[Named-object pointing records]
────────────────

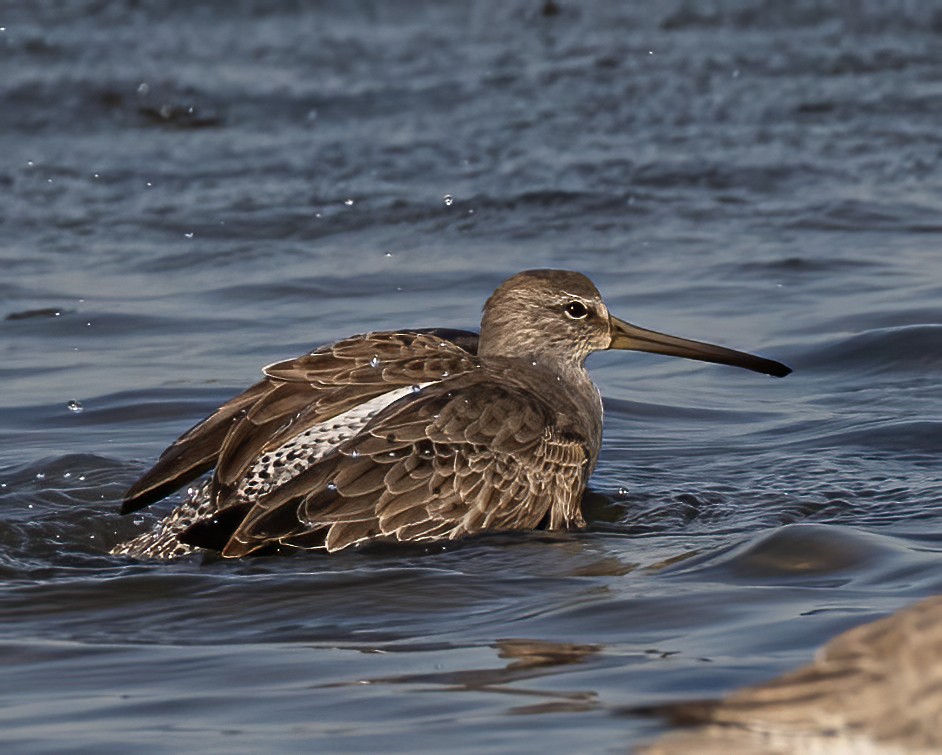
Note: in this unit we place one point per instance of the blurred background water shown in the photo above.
(190, 192)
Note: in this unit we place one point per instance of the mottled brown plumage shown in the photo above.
(876, 688)
(412, 435)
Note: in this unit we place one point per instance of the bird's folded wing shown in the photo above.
(460, 457)
(295, 395)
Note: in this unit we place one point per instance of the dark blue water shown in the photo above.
(191, 193)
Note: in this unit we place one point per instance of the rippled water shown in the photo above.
(191, 193)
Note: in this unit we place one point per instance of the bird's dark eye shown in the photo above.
(576, 310)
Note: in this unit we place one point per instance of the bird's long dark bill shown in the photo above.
(631, 337)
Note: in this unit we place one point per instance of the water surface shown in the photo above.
(189, 194)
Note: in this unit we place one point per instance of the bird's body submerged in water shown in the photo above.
(409, 436)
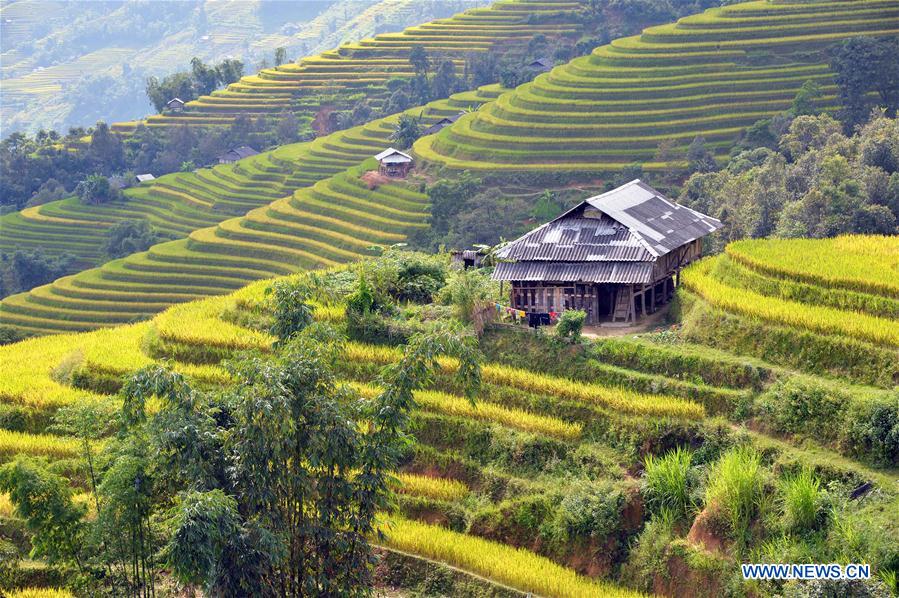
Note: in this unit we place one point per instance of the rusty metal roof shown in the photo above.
(633, 223)
(594, 272)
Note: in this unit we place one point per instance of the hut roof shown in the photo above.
(632, 223)
(391, 155)
(238, 153)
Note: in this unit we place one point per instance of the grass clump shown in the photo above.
(735, 487)
(668, 482)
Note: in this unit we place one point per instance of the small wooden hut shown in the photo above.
(616, 256)
(394, 163)
(237, 153)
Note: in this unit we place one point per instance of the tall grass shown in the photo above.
(802, 502)
(515, 567)
(667, 481)
(736, 488)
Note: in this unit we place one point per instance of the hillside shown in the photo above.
(334, 220)
(70, 63)
(710, 75)
(367, 65)
(547, 459)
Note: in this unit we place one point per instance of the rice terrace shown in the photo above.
(556, 298)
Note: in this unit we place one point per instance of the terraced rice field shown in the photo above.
(517, 407)
(840, 293)
(709, 75)
(334, 220)
(368, 64)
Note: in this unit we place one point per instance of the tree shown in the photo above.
(95, 190)
(229, 71)
(34, 268)
(280, 56)
(129, 236)
(444, 80)
(418, 58)
(806, 98)
(205, 77)
(309, 467)
(699, 158)
(45, 501)
(288, 129)
(864, 64)
(407, 131)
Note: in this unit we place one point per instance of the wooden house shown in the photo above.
(617, 256)
(543, 65)
(175, 105)
(237, 153)
(394, 163)
(441, 124)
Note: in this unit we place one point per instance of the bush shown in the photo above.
(873, 431)
(797, 406)
(571, 323)
(668, 482)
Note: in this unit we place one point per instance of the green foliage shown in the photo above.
(806, 99)
(199, 527)
(735, 486)
(407, 132)
(863, 65)
(669, 482)
(44, 500)
(468, 291)
(571, 323)
(129, 236)
(95, 190)
(803, 503)
(291, 312)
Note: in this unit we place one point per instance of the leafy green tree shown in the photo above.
(280, 56)
(866, 64)
(205, 77)
(45, 501)
(806, 98)
(95, 190)
(29, 269)
(699, 158)
(407, 131)
(129, 236)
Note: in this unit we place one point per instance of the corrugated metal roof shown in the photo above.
(633, 223)
(393, 152)
(659, 222)
(579, 239)
(595, 272)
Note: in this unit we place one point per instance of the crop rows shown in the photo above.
(368, 64)
(332, 217)
(710, 75)
(820, 319)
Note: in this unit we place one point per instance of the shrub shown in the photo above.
(667, 482)
(735, 486)
(571, 323)
(803, 503)
(587, 511)
(796, 405)
(873, 431)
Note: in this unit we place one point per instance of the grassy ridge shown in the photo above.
(335, 220)
(709, 75)
(366, 65)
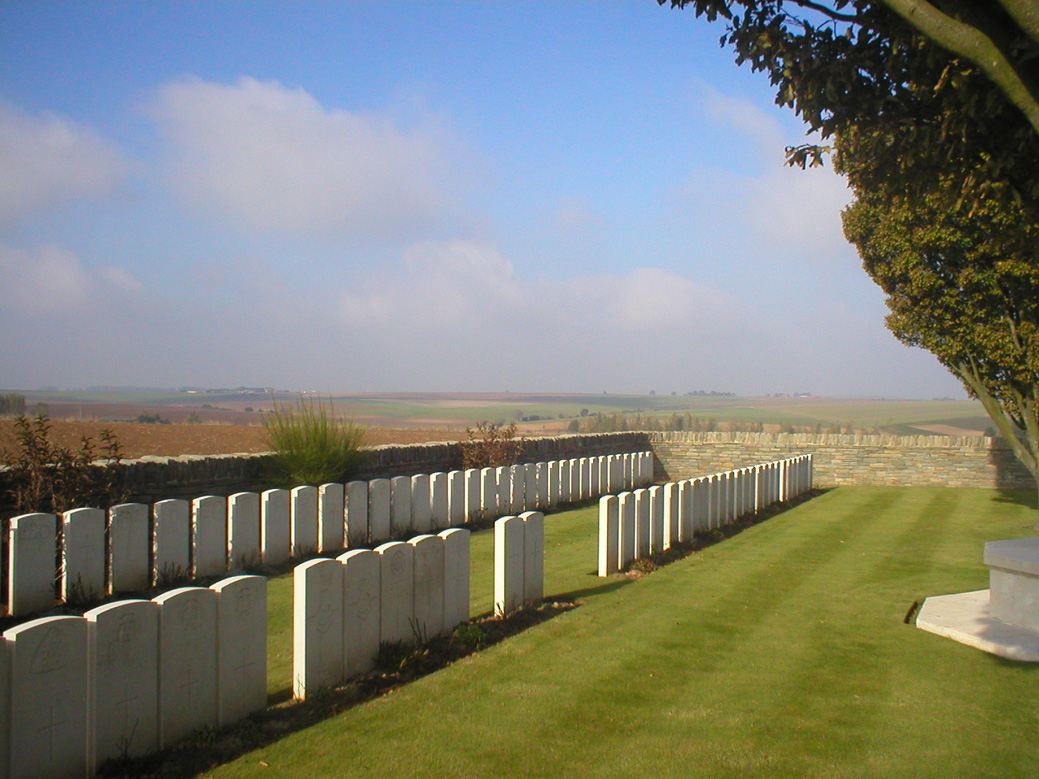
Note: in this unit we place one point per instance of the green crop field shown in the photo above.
(780, 652)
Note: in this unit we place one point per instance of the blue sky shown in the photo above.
(444, 196)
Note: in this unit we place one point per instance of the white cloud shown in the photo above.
(50, 278)
(782, 206)
(47, 159)
(272, 157)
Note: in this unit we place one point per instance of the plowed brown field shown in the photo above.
(167, 440)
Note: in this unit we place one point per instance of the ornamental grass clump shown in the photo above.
(311, 445)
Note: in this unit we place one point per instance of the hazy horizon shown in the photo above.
(457, 196)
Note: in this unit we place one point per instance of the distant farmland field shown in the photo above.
(230, 421)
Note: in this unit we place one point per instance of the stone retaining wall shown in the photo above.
(888, 460)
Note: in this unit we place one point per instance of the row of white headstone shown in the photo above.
(134, 545)
(399, 592)
(518, 561)
(642, 522)
(130, 677)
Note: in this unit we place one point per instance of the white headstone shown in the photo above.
(356, 513)
(48, 698)
(503, 480)
(241, 619)
(642, 539)
(456, 576)
(656, 519)
(378, 509)
(400, 505)
(303, 518)
(533, 557)
(438, 500)
(488, 494)
(625, 553)
(275, 527)
(672, 514)
(31, 565)
(124, 687)
(209, 536)
(317, 626)
(508, 564)
(552, 471)
(422, 515)
(531, 488)
(428, 583)
(517, 493)
(331, 517)
(243, 530)
(128, 539)
(171, 541)
(397, 591)
(187, 662)
(83, 555)
(456, 498)
(609, 535)
(361, 611)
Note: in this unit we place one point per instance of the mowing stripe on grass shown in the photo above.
(779, 652)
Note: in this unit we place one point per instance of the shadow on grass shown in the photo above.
(398, 665)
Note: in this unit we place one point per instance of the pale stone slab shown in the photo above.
(553, 471)
(628, 520)
(303, 518)
(82, 555)
(457, 485)
(243, 530)
(275, 526)
(128, 540)
(456, 576)
(533, 557)
(48, 697)
(361, 610)
(397, 591)
(595, 465)
(209, 536)
(575, 481)
(1014, 581)
(517, 494)
(965, 617)
(241, 620)
(124, 685)
(642, 536)
(503, 478)
(701, 505)
(422, 515)
(187, 662)
(356, 513)
(438, 504)
(31, 564)
(428, 583)
(171, 541)
(656, 519)
(400, 506)
(609, 535)
(532, 491)
(317, 626)
(378, 509)
(487, 501)
(509, 560)
(331, 517)
(672, 514)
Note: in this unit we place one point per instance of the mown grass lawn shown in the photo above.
(780, 652)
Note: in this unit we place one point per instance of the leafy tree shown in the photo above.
(932, 112)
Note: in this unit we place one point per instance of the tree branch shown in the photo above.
(971, 44)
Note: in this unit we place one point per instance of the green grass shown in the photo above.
(779, 652)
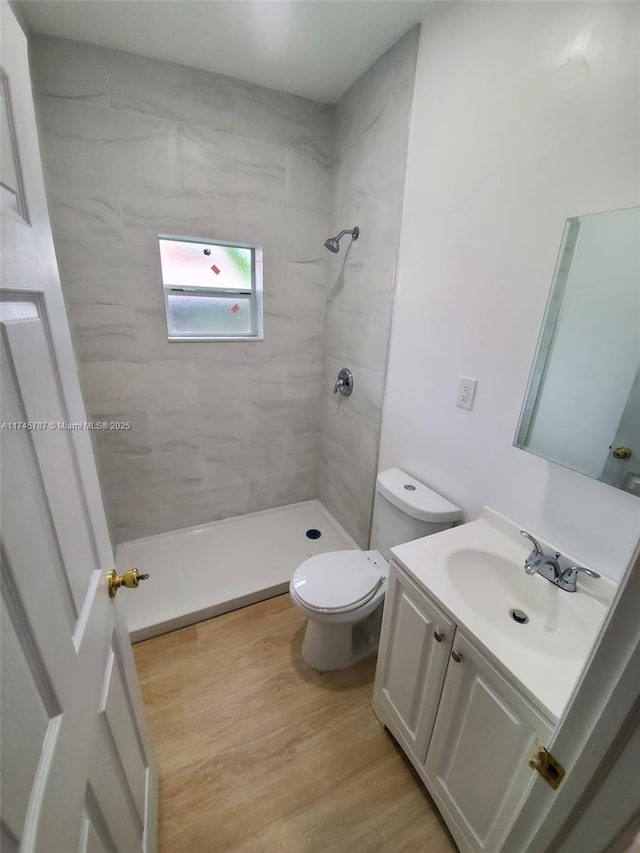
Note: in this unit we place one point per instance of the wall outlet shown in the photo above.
(466, 392)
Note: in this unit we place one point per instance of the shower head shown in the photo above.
(333, 243)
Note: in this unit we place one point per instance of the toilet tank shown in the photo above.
(405, 509)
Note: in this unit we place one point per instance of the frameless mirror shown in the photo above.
(582, 407)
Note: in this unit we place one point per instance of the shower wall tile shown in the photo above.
(102, 331)
(122, 147)
(372, 128)
(229, 165)
(166, 90)
(85, 209)
(78, 74)
(134, 147)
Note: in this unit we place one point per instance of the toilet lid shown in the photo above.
(336, 580)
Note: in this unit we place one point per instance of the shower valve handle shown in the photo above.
(344, 382)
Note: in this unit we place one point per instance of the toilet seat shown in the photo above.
(337, 581)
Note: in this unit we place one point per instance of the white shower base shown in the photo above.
(211, 569)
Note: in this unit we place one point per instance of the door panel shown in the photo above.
(25, 718)
(119, 722)
(41, 398)
(78, 771)
(412, 663)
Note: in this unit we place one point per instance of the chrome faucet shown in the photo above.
(550, 567)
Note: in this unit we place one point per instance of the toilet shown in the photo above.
(342, 592)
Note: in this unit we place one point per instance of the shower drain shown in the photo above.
(519, 616)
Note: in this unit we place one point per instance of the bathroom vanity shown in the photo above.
(469, 692)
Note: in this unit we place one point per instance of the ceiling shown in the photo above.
(313, 48)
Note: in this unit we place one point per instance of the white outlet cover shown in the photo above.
(466, 392)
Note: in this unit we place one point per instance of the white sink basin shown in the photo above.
(560, 623)
(475, 573)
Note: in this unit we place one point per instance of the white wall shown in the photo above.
(524, 114)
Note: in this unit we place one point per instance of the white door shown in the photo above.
(77, 766)
(477, 765)
(415, 642)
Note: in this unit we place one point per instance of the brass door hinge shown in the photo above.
(547, 766)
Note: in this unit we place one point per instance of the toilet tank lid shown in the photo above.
(418, 500)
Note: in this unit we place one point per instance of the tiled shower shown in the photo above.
(135, 147)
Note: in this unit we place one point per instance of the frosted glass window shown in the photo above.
(213, 291)
(202, 315)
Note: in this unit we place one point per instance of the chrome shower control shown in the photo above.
(344, 382)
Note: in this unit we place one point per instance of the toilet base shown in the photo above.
(328, 647)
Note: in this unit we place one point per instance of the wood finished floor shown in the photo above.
(260, 753)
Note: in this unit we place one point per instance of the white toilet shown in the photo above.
(342, 592)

────────────────

### DIRECTIONS FOR THIS TASK
From the line holding "basin shown in the photo above." to the last line of the records, quote each line exactly and add nothing.

### OUTPUT FOR THIS EXERCISE
Note: in this unit we place one point per instance of the white sink basin shown in the photo above.
(560, 623)
(475, 573)
Note: in this unit we place one point per instance of the white wall shown in the photo above.
(524, 114)
Note: in this unit we place one point per instance of the white door shown in the photo above.
(77, 766)
(477, 765)
(415, 642)
Note: in this unit we place one point per instance of the brass door hinge shown in the photo above.
(547, 766)
Note: in this unit we place one point per instance of the toilet tank lid shown in the photo above.
(418, 500)
Note: in this unit we place one point per instance of the tiled shower shown in the photo above.
(135, 147)
Note: in this unit we place one point per instance of the frosted glass window shown in the photo above.
(213, 291)
(202, 315)
Note: in this unit we place one point per instance of the chrome shower control shown in the photo above.
(344, 382)
Note: in this unit we place one point per instance of the toilet base shown in the photo above.
(328, 647)
Note: in this unit we place one point per instance of the wood finished floor shown in the photo above.
(260, 753)
Note: in this unit we place one point per instance of the white toilet shown in the photo above.
(342, 592)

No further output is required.